Text under study: Begin

Monday, September 5, 2022

Nobody Cares: Train Harder and Ride Faster

I sewed a patch on my gym bag a couple months ago. It says, “Nobody Cares: Train Harder”. Not too long after that, I saw an advertisement for customizable headset caps to go on bicycles. I ordered one that echoes the gym bag patch - “Nobody Cares: Ride Faster”.

I look at these when I start to slow down during a workout or on a training ride. They remind me that I’m in charge of my own fitness. I could come up with lots of excuses to go easier in training. However, the excuse won’t make me any fitter. Putting in the work will. 


I’ve spent the past couple of years getting used to being resigned to the truth that I’ll never have the physical capacity that I used to have. Not too long after I was released from Craig Hospital (one of the premier Spinal Cord Injury rehabilitation facilities), folks asked me if I was 100% recovered. I replied that I was not, and never would be, back to full capacity. 


And I’ve repeated that statement plenty of times over the past three years. I repeated it enough that I started to internalize the message. It was a slow and subtle attitudinal shift, but I went from:

* working diligently to regain as much of what I had lost in the aftermath of the accident as possible, to

* working some, but writing off my limited capacity to the accident.

Text under study: End
Entries supplied: Begin

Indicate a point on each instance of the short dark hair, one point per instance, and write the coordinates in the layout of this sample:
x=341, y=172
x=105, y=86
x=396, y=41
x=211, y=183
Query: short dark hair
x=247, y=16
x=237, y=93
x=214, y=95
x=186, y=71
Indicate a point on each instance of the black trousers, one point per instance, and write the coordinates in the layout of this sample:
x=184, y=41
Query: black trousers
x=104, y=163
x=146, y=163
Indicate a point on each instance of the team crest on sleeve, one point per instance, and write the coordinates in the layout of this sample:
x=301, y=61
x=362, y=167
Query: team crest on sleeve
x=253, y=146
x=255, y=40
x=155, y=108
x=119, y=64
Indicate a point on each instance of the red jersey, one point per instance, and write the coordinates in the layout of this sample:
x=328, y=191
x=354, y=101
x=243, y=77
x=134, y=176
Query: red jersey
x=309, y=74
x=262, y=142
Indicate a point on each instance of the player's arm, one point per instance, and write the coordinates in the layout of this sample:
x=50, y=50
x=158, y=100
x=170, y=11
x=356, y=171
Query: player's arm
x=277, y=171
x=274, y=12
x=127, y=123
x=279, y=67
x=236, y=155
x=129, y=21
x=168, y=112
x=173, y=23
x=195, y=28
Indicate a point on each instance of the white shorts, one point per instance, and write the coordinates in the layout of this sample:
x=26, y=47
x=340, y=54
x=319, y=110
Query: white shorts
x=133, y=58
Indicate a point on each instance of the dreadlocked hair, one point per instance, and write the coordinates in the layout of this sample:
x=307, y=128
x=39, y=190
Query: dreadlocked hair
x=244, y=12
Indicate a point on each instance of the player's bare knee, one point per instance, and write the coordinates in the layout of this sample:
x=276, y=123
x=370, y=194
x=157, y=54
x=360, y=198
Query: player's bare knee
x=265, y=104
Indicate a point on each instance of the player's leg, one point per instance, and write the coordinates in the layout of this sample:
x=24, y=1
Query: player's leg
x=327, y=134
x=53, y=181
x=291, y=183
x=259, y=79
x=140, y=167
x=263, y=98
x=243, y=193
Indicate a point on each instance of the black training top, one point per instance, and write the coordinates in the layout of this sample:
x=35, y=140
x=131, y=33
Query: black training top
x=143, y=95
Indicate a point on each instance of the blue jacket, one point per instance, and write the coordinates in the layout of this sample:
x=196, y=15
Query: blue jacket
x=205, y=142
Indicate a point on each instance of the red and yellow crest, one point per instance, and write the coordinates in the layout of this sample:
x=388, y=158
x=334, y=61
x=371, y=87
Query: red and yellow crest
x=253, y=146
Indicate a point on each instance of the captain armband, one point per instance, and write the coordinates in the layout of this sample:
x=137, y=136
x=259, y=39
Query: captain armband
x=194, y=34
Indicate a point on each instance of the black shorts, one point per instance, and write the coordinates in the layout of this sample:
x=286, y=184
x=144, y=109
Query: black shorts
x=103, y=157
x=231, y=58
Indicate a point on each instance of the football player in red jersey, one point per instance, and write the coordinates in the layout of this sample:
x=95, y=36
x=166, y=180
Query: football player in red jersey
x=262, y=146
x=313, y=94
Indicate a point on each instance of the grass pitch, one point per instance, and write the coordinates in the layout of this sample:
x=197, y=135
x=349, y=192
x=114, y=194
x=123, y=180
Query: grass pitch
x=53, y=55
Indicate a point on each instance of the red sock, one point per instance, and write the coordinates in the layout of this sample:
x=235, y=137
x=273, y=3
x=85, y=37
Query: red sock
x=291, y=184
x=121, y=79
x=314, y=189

Entries supplied: End
Entries supplied: Begin

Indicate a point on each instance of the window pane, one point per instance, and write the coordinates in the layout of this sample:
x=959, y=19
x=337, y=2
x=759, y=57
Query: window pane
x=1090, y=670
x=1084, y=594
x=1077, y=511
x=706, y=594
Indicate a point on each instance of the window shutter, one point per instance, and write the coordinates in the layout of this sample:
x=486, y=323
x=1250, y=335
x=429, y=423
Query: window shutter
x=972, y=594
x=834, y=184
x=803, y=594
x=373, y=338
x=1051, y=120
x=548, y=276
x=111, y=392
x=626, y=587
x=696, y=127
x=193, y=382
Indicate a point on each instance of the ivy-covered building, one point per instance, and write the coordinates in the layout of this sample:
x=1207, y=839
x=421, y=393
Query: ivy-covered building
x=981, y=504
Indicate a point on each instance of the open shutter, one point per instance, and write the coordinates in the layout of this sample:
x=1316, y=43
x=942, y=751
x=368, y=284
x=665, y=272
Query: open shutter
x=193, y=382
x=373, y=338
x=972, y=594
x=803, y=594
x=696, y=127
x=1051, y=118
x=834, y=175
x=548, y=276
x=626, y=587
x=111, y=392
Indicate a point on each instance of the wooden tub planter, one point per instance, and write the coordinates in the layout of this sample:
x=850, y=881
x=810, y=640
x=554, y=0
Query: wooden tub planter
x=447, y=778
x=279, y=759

Entries supplied: End

Exercise prompt =
Carry on the blog post about training harder after a spinal cord injury, starting right after its last line. These records were taken from a separate source.

Output of the task =
The other day I was riding my bike home from work. As I started up the one significant hill on that route, I started to slow down. My subconscious mind allowed me to slow down, because I wasn’t in shape like I had been before the accident. Then my conscious mind remembered the headset cap, ignored the excuse, and rode faster for the rest of the climb up and over the crest of the hill. 


As gravity started to help me out on the downhill, I passed by a bus stop at a wide spot in the road. I remembered that spot as being a place where I had to stop to rest when I first started commuting to work by bicycle after the accident. 


I will likely never regain the physical capacity that I lost three and a half years ago. I’ve decided, though, to ignore that reality - and to train harder and ride faster.